TEXTE FOURNI:
<<<<

Il aura donc fallu beaucoup de sang et de larmes pour admettre ce que disaient les bons connaisseurs. Il n’y a pas un islam. Il y en a beaucoup. Ils se font depuis longtemps la guerre. La nouveauté, c’est qu’elle se mondialise. Après deux siècles de domination coloniale, sans leadership depuis la fin du califat en 1924, le monde islamique se déchire à nouveau entre partisans de la modernité (version turque ou tunisienne), d’un conservatisme avachi (Arabie saoudite) ou d’un retour aux premiers siècles de l’expansion fulgurante de l’islam par le glaive et les conversions forcées. L’Etat islamique appartient bien à cette branche réactionnaire et l’Arabie saoudite ne doutait pas que ses « combattants et martyrs » fussent de bons musulmans quand elle soutenait leur lutte contre l’hérésie chiite.

Pourtant, le vocabulaire était déjà là. La police surveille « l’islam radical ». L’islam des racines. Et tout le monde préfère « l’islam modéré ». Il faut donc le modérer ? Oui, le « moderniser », dit Julien Dray, qui appelle aujourd’hui les musulmans de France à un « débat théologique ». Cela fait longtemps que des voix musulmanes le proposent. Dans le sillage du regretté Abdelwahab Meddeb - qui expliquait que « l’islamisme est la maladie de l’islam, mais les germes sont dans le texte » -, Ghaleb Bencheikh, Abdennour Bidar ou Kamel Daoud ont soulevé le problème des contenus problématiques du Coran servant de justifications aux djihadistes. Avant les attentats de janvier dernier, Bidar écrivait dans sa Lettre ouverte au peuple musulman, publiée par Marianne, que l’Etat islamique était un « monstre » né d’un islam « écartelé entre passé et présent » qu’il suppliait de se guérir par « l’autocritique ». Ces voix courageuses identifiaient les « racines du mal » : « le refus du droit à la liberté vis-à-vis de la religion », « l’affirmation de la supériorité de l’islam », « l’antisémitisme ». Et réclamaient l’abandon des versets du Coran violemment hostiles aux gens du Livre (juifs et chrétiens), « incompatibles avec les droits de l’homme », pour créer un « islam complètement refonde selon les valeurs de notre terre d’Europe : la liberté de conscience, l’egalite des sexes, la tolerance ».

>>>>

DONNÉES SOURCES:
<<<<

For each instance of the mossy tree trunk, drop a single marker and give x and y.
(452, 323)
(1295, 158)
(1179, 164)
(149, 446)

>>>>
<<<<

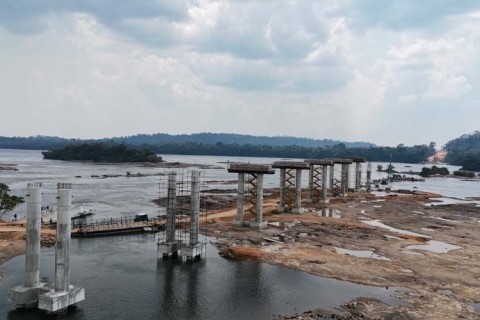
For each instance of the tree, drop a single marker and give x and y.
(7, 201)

>>>>

CONSIGNE 1: D'après le texte fourni, en quelle année le califat a-t-il pris fin ?
CONSIGNE 2: Transcrivez le passage du texte fourni qui commence aux mots "Il aura donc" et s'arrête après les mots "contre l’hérésie chiite.".
Seul le texte fourni sert de référence pour répondre.

RÉSULTAT ATTENDU 1: En 1924.

RÉSULTAT ATTENDU 2:
Il aura donc fallu beaucoup de sang et de larmes pour admettre ce que disaient les bons connaisseurs. Il n’y a pas un islam. Il y en a beaucoup. Ils se font depuis longtemps la guerre. La nouveauté, c’est qu’elle se mondialise. Après deux siècles de domination coloniale, sans leadership depuis la fin du califat en 1924, le monde islamique se déchire à nouveau entre partisans de la modernité (version turque ou tunisienne), d’un conservatisme avachi (Arabie saoudite) ou d’un retour aux premiers siècles de l’expansion fulgurante de l’islam par le glaive et les conversions forcées. L’Etat islamique appartient bien à cette branche réactionnaire et l’Arabie saoudite ne doutait pas que ses « combattants et martyrs » fussent de bons musulmans quand elle soutenait leur lutte contre l’hérésie chiite.